- _Exercise_: Rewrite all of the material below, changing every "marker" to "dot" and keeping everything else unchanged. Leave the pictures out of your answer.

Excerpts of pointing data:

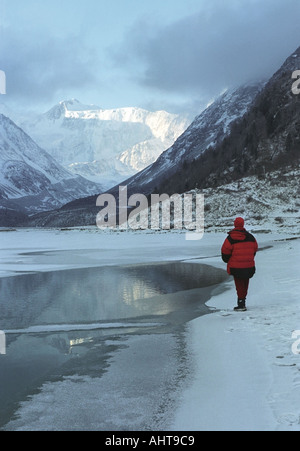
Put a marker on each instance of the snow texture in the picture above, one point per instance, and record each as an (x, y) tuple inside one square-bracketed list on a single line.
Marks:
[(243, 373)]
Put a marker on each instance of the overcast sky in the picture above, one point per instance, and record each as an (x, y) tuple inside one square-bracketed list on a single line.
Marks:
[(156, 54)]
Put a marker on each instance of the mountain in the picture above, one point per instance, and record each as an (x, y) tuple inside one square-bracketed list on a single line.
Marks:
[(206, 131), (208, 128), (265, 139), (105, 146), (243, 154), (30, 179)]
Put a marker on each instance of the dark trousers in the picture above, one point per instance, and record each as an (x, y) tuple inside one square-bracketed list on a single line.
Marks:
[(242, 286)]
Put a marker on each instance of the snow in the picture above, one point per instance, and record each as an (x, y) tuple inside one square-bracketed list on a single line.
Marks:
[(243, 373)]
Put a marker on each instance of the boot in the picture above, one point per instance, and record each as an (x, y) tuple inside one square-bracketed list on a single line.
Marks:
[(241, 307)]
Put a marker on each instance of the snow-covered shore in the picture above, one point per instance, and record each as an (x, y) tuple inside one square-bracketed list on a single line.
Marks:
[(246, 376)]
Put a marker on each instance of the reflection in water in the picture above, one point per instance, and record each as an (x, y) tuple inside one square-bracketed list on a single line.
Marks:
[(122, 301), (100, 294)]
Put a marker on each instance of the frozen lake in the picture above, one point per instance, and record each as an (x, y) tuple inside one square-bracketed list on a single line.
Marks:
[(85, 341)]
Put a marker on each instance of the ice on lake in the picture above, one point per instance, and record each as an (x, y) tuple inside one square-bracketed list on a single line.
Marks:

- _Solution to this task_:
Put a dot on each instance of the snow texture in the picture above, one point per instance, and record each as an (x, y) tuple inside one square-bracketed list on a single line.
Marks:
[(243, 373)]
Put a dot on each instance of the overcast sky in the picture above, one point per instance, and record each as an (x, y) tuple inside one square-bracketed list on a single line.
Marks:
[(156, 54)]
Put a dot on each instance of the mountain in the picture above, one point per instance, and record each as an (x, y) tuple inside one square-bracketed list on a single line.
Marks:
[(206, 131), (208, 128), (265, 139), (105, 146), (243, 154), (30, 179)]
Put a dot on each instance of the dark trousers in the picture above, one point per instance, and record each as an (x, y) tuple inside one square-bracketed list on a single line.
Marks:
[(242, 286)]
Put a dot on each instance of the snow in the picture above, one point per instance, and record each as an (x, y) tuple inside one square-bracketed list on a single line.
Marks:
[(243, 373)]
Put a dot on each instance of the boot in the picture above, one point per instance, and record each as an (x, y) tuple inside one square-bracketed list on a single line.
Marks:
[(241, 307)]
Put a dot on each instance of the snow-covered shore in the picture above, one point per instance, and record each as an (x, y) tuple inside one square-bracketed list on a single line.
Marks:
[(246, 376)]
Put a dot on each instance of the reflection in water in the picture above, one point per instance, and record each as an (x, y) tuple inside one square-bracketed list on a single line.
Marks:
[(122, 301), (100, 294)]
Put a dot on each instance of the frozen lake in the picture above, one point per instance, and record each as an (x, y) tuple inside one square-bracketed list on a single line.
Marks:
[(85, 341)]
Put a dot on each instance of the ice on lake in the picture above, one point per instance, and record each as an (x, y) tuple inside one square-bracketed list on a single line.
Marks:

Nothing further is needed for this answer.